▶ _What to do_:
Please retype the entries below word for word, passing over every picture.

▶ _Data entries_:
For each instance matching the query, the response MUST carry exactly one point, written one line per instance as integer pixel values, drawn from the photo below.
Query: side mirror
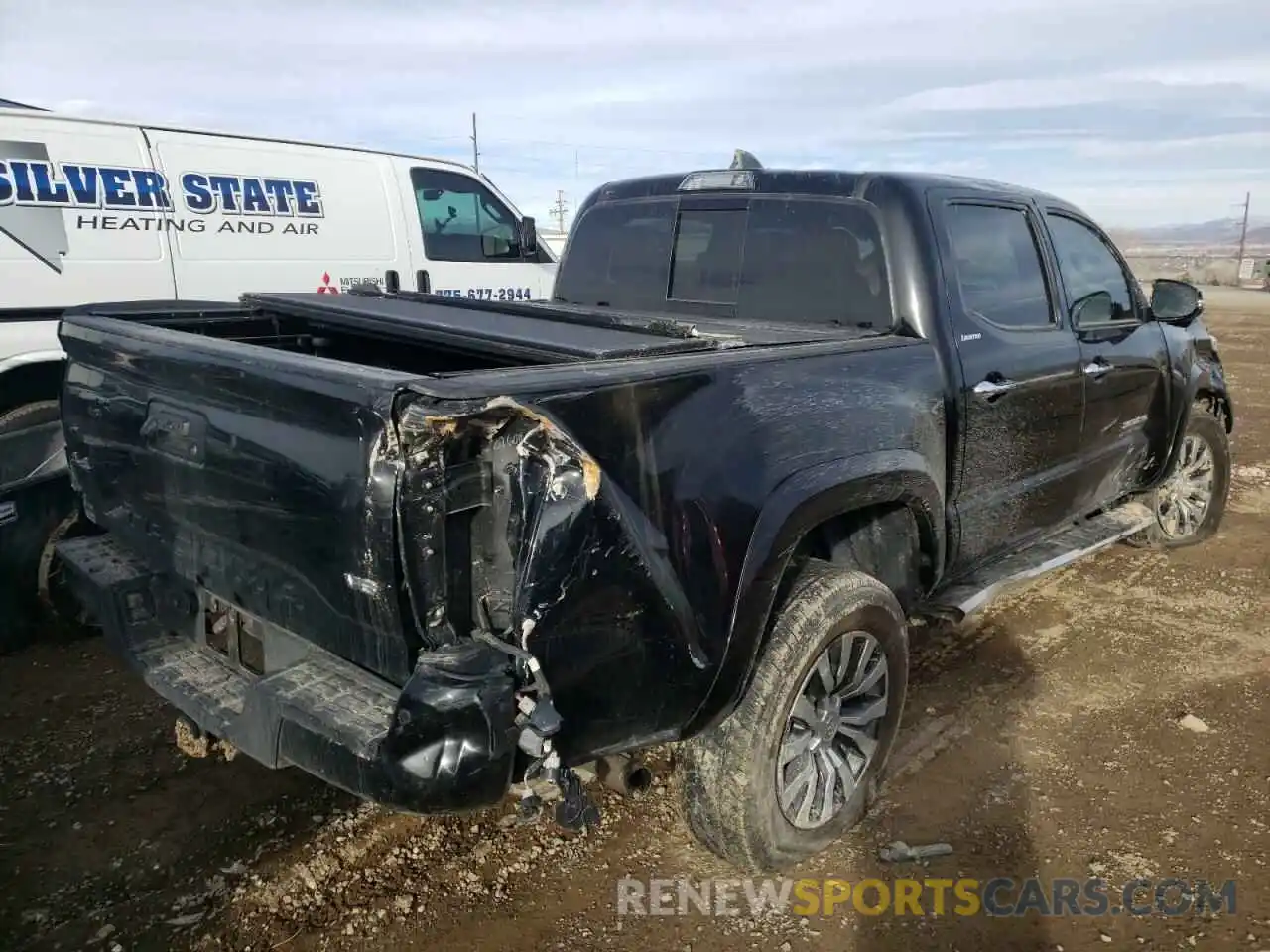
(1175, 301)
(529, 236)
(1097, 307)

▶ _Task result_:
For each instance matching the query, the response MUST carry exactly one point, written one line per instance as integer pixel values, drawn from the photo below.
Query: side mirror
(1175, 301)
(529, 236)
(1097, 307)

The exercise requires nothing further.